Stated exercise:
Reproduce the data starting with the line that contains "Expected output: a single point for each instance of the blurred" and continuing through the line that contains "Query: green wheat stalk", substituting "barley" for every "wheat" and leaving everything else unchanged. Give only those lines.

Information given:
----------
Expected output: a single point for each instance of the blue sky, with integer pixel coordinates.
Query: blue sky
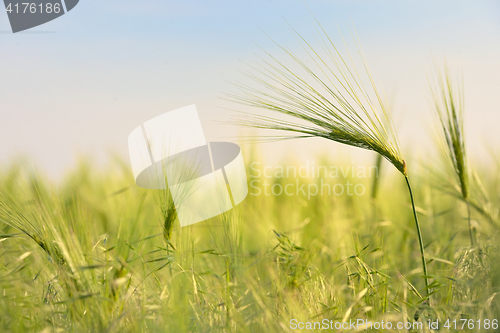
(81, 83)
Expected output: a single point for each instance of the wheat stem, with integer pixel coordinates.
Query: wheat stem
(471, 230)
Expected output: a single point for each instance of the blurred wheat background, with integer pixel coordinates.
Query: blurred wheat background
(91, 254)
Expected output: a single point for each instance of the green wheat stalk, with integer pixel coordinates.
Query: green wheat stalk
----------
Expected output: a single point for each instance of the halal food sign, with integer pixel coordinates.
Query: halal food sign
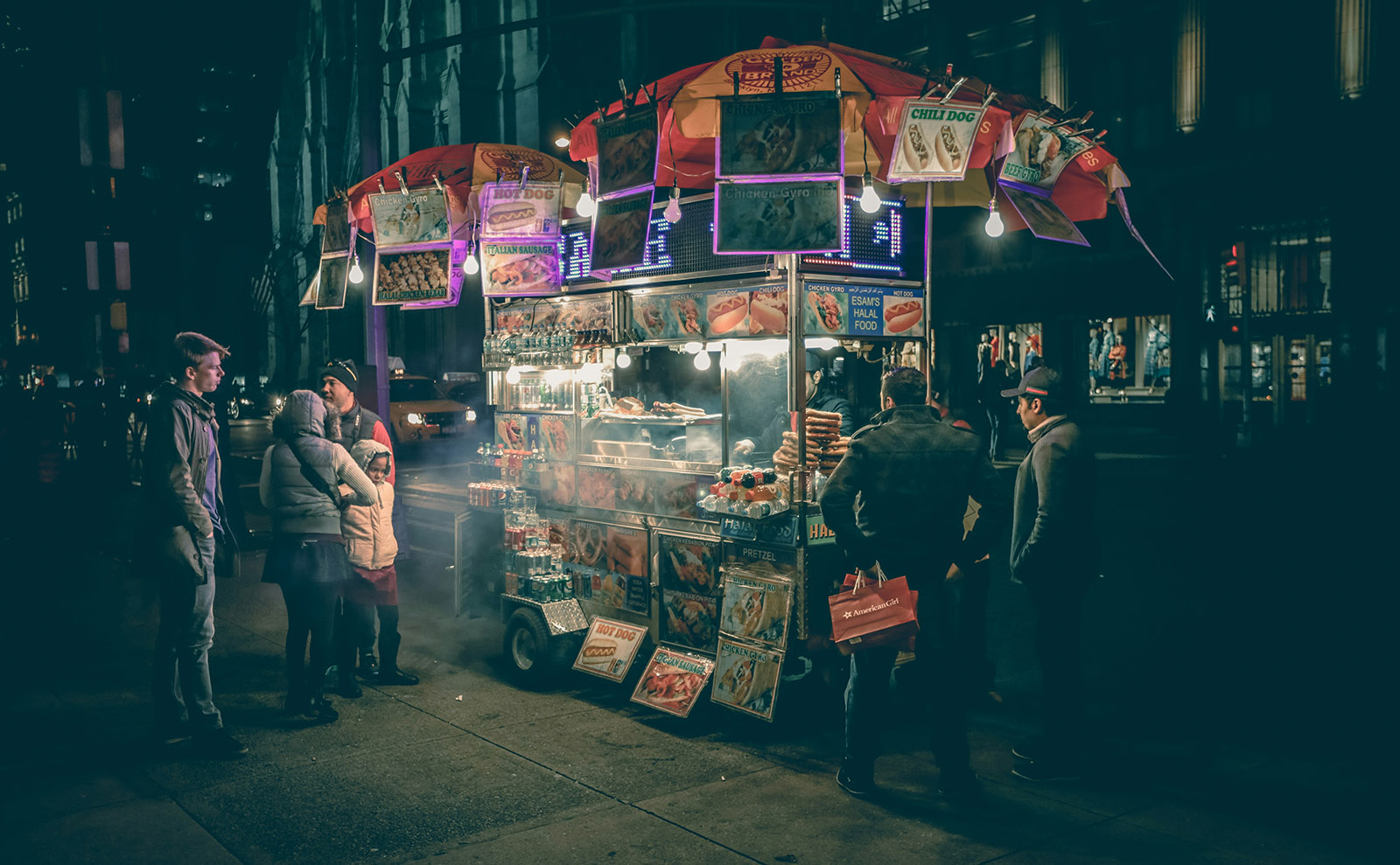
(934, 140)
----------
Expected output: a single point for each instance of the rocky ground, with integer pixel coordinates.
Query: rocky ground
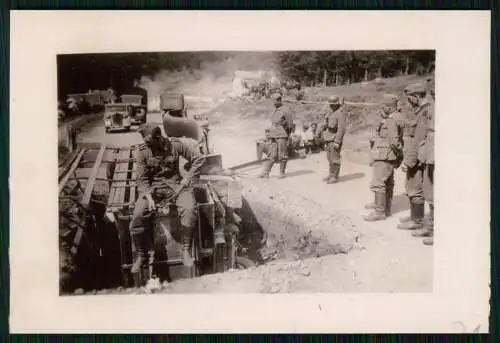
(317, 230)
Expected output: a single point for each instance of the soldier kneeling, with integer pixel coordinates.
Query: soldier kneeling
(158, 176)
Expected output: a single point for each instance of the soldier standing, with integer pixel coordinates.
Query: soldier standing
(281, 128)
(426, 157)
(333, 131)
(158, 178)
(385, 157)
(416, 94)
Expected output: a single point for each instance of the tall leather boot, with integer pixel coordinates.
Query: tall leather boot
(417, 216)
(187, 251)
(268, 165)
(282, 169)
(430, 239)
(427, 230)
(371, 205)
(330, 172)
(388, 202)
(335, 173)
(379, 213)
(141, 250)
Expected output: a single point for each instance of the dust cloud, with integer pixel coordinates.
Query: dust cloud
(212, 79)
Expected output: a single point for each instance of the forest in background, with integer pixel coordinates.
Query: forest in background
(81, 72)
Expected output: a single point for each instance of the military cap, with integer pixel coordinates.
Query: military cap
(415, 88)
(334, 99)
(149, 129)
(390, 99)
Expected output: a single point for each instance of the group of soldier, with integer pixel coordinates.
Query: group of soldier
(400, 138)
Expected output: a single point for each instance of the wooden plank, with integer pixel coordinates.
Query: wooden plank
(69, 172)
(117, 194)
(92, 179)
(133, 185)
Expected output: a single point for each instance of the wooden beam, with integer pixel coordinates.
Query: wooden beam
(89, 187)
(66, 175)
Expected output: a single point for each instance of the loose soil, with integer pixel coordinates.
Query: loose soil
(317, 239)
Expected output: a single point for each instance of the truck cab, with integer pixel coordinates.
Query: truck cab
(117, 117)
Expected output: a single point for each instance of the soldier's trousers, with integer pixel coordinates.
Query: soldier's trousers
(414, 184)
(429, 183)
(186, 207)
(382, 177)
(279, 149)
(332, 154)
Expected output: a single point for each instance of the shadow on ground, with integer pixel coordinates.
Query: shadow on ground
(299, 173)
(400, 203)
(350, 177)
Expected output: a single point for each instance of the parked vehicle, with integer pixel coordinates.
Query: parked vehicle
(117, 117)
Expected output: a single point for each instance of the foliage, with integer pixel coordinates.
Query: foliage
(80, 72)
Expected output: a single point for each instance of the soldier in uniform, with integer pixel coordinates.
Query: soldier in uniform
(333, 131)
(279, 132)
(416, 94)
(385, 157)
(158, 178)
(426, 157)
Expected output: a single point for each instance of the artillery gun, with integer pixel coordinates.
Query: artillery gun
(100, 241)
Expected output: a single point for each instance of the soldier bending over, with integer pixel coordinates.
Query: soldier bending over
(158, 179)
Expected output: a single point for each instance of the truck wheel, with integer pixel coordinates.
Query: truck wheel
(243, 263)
----------
Reply:
Expected output: a single point for each instance of the blurred barley background, with integer pixel coordinates.
Query: blurred barley background
(91, 254)
Expected output: a single point for each instance of the green barley stalk, with integer pixel coordinates.
Query: green barley stalk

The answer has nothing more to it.